Goal -
Pull out every line of the records below that contains the string "wooden". Case counts.

Given records -
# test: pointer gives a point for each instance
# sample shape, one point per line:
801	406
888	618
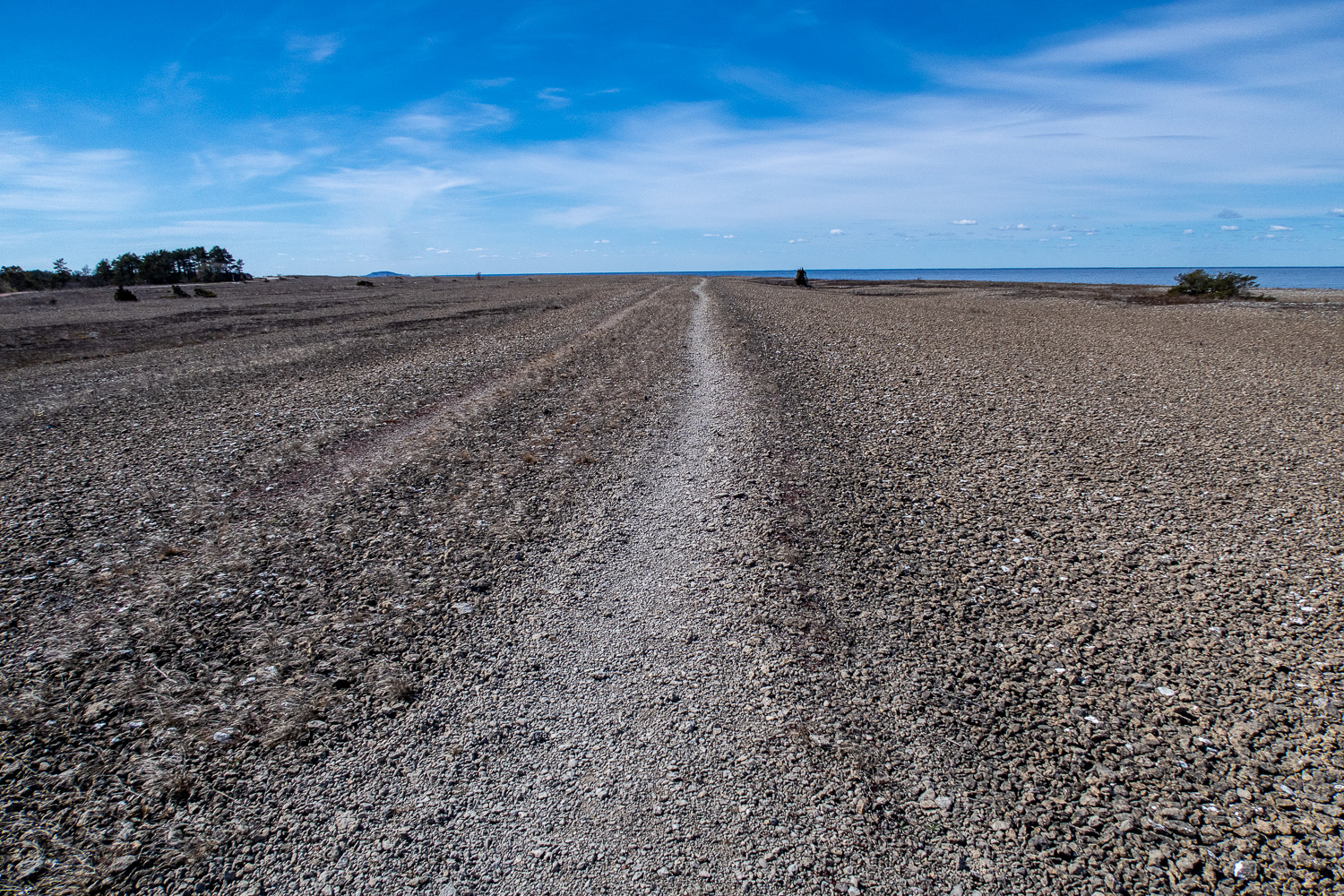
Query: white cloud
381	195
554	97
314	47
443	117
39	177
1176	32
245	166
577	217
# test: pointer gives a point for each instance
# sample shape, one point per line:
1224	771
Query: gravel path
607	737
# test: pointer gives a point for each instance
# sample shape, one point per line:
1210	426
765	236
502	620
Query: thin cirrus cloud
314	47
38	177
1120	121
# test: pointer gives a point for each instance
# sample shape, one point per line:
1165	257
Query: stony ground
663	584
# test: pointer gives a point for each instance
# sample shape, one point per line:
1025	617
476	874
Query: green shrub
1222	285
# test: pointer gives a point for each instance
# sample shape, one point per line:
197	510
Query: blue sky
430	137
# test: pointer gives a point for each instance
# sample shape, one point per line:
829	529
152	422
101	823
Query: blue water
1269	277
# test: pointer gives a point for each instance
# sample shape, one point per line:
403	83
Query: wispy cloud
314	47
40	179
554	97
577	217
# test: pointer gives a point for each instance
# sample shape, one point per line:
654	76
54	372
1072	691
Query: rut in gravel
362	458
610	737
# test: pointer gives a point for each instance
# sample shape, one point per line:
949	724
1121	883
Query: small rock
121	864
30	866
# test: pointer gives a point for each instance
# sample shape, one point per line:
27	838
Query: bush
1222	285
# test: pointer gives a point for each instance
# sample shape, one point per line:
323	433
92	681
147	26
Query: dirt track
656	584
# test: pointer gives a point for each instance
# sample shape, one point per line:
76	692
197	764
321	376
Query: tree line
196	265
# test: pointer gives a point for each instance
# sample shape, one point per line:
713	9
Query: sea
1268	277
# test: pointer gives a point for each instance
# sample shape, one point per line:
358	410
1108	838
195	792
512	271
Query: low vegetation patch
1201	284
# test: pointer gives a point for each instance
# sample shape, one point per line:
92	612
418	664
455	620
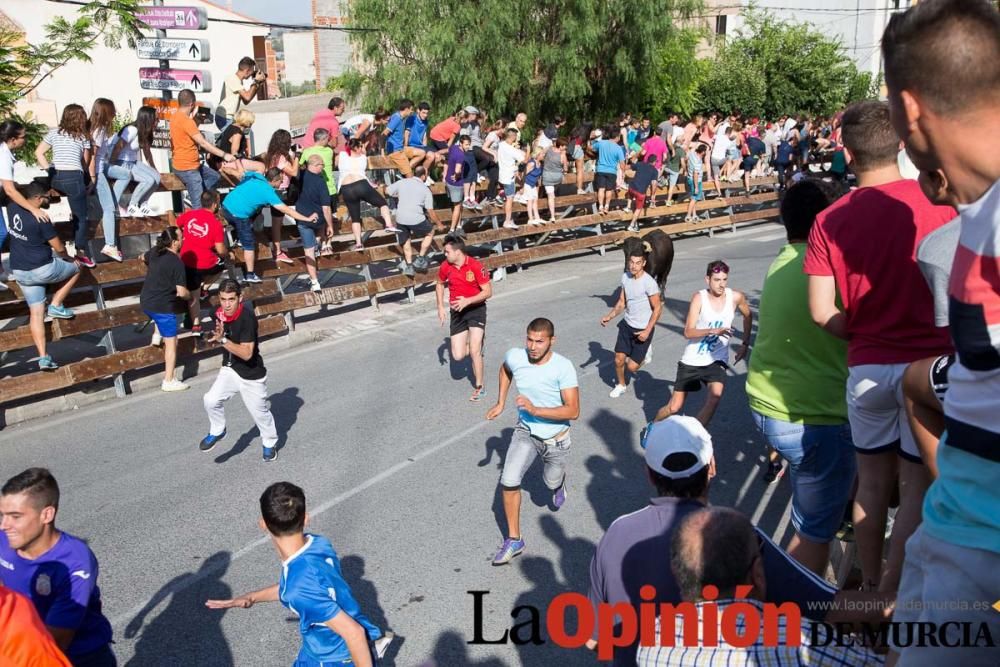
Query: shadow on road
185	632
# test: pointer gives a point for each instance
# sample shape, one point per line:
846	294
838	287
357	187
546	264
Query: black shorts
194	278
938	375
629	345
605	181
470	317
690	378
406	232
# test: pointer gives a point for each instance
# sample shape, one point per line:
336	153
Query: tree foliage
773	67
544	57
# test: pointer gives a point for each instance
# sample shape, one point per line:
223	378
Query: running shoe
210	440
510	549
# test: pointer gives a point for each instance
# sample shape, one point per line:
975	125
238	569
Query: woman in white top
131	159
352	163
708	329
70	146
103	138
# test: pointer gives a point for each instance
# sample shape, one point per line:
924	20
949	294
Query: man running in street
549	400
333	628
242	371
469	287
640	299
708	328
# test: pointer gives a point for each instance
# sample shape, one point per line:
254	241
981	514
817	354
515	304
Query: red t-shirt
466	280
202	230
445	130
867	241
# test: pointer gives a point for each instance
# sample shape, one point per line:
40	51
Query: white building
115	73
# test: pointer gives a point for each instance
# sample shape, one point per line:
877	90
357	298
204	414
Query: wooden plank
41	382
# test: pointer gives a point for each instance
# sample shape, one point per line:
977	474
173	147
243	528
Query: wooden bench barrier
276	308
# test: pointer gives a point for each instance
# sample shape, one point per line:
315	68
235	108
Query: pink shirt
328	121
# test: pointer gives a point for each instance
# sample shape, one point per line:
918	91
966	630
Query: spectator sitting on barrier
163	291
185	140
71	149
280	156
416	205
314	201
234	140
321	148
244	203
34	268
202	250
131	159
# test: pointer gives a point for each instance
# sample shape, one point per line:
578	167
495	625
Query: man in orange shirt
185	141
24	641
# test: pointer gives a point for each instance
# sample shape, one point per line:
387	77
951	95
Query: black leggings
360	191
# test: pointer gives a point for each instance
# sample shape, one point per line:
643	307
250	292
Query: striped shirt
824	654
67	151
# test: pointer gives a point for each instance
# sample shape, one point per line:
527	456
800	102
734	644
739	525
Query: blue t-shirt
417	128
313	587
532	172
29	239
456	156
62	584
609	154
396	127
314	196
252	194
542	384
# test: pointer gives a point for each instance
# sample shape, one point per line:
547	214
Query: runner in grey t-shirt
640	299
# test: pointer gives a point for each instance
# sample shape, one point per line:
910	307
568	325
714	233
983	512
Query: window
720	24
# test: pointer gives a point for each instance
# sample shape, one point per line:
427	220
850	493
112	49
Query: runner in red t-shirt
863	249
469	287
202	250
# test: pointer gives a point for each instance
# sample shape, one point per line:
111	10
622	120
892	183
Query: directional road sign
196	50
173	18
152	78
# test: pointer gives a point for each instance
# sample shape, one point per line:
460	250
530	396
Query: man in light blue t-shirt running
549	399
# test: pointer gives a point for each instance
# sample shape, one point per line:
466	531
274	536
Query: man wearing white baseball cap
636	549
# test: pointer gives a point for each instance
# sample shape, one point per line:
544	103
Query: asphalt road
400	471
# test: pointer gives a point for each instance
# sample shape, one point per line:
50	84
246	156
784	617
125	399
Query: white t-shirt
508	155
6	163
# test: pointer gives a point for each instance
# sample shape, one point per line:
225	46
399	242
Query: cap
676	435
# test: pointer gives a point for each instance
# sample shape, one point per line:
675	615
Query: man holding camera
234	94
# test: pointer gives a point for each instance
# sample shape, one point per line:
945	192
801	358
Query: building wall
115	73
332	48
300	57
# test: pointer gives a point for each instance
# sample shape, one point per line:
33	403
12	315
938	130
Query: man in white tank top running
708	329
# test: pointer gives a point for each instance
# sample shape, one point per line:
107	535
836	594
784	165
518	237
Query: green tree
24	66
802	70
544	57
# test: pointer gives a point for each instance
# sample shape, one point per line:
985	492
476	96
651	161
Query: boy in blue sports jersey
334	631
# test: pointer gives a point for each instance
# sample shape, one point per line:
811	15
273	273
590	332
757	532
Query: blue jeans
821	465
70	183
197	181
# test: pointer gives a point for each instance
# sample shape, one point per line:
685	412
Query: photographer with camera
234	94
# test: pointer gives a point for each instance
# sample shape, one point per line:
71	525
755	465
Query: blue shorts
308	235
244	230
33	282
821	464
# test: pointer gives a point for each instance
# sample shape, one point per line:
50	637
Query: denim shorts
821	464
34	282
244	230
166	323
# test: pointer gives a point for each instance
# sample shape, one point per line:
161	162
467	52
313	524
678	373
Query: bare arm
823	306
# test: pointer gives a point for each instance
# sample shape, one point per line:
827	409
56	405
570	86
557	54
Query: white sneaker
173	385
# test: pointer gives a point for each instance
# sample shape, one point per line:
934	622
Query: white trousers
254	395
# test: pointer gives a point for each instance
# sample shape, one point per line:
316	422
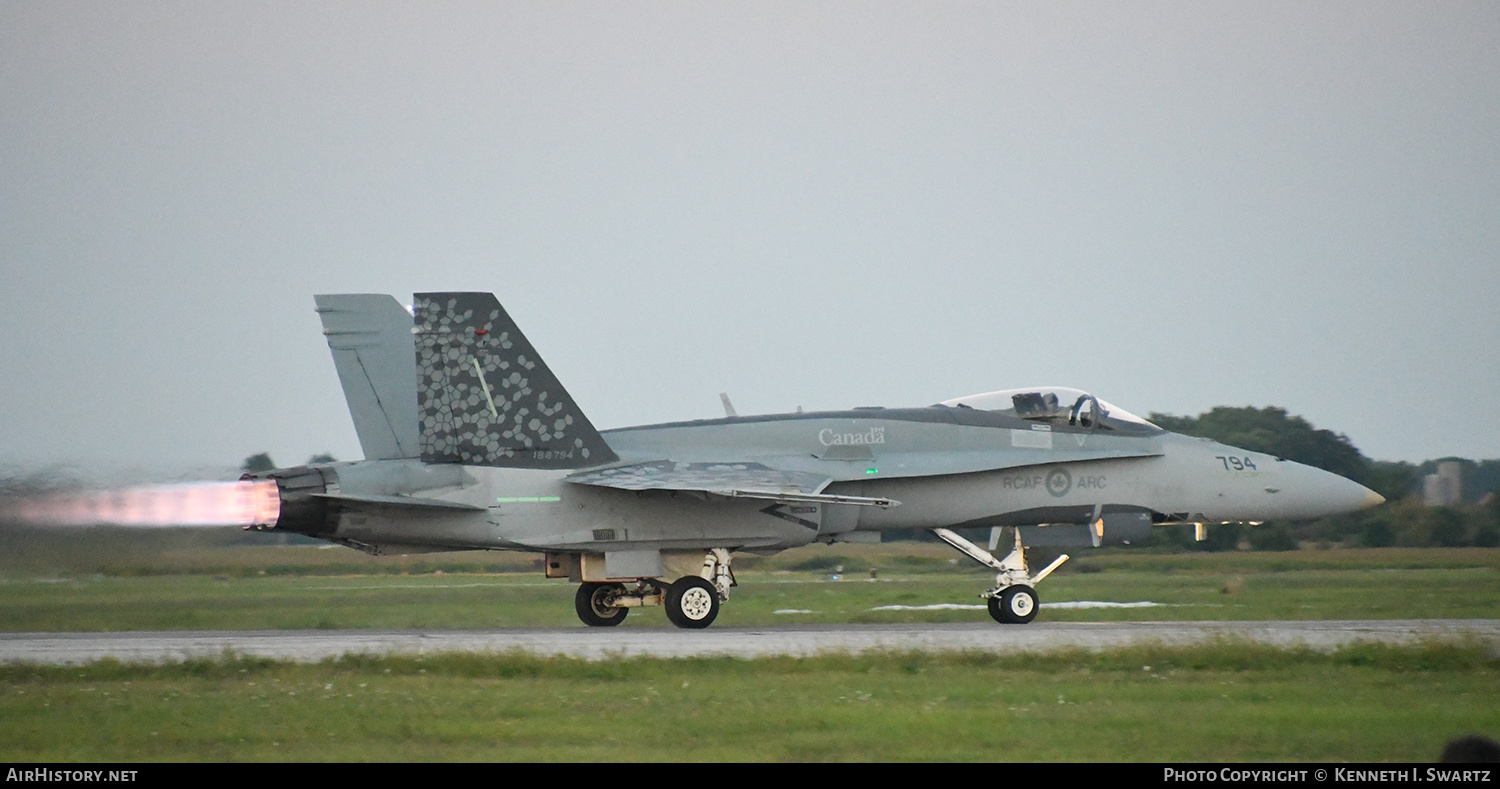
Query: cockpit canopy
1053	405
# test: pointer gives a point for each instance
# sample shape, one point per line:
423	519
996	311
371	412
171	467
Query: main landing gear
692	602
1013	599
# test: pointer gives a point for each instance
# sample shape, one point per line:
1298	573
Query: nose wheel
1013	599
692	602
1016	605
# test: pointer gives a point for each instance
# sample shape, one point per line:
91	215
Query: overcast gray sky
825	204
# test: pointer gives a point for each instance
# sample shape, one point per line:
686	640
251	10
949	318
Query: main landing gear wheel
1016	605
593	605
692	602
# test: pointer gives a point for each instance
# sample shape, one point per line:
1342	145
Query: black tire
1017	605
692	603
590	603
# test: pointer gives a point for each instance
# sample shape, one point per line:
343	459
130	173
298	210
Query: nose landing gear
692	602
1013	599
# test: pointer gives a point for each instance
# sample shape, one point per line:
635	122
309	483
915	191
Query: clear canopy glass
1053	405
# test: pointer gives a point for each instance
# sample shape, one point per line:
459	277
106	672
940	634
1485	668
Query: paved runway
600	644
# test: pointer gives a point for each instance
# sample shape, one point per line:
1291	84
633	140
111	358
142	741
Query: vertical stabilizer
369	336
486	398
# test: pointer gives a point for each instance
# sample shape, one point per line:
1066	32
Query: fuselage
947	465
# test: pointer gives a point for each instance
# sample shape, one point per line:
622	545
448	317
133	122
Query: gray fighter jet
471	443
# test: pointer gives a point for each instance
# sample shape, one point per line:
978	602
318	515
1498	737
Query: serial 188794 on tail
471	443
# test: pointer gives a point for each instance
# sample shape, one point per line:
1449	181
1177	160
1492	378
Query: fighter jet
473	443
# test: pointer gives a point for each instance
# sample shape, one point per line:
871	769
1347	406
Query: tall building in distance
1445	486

Solution for this problem -
Query: wooden plank
Query: wooden bench barrier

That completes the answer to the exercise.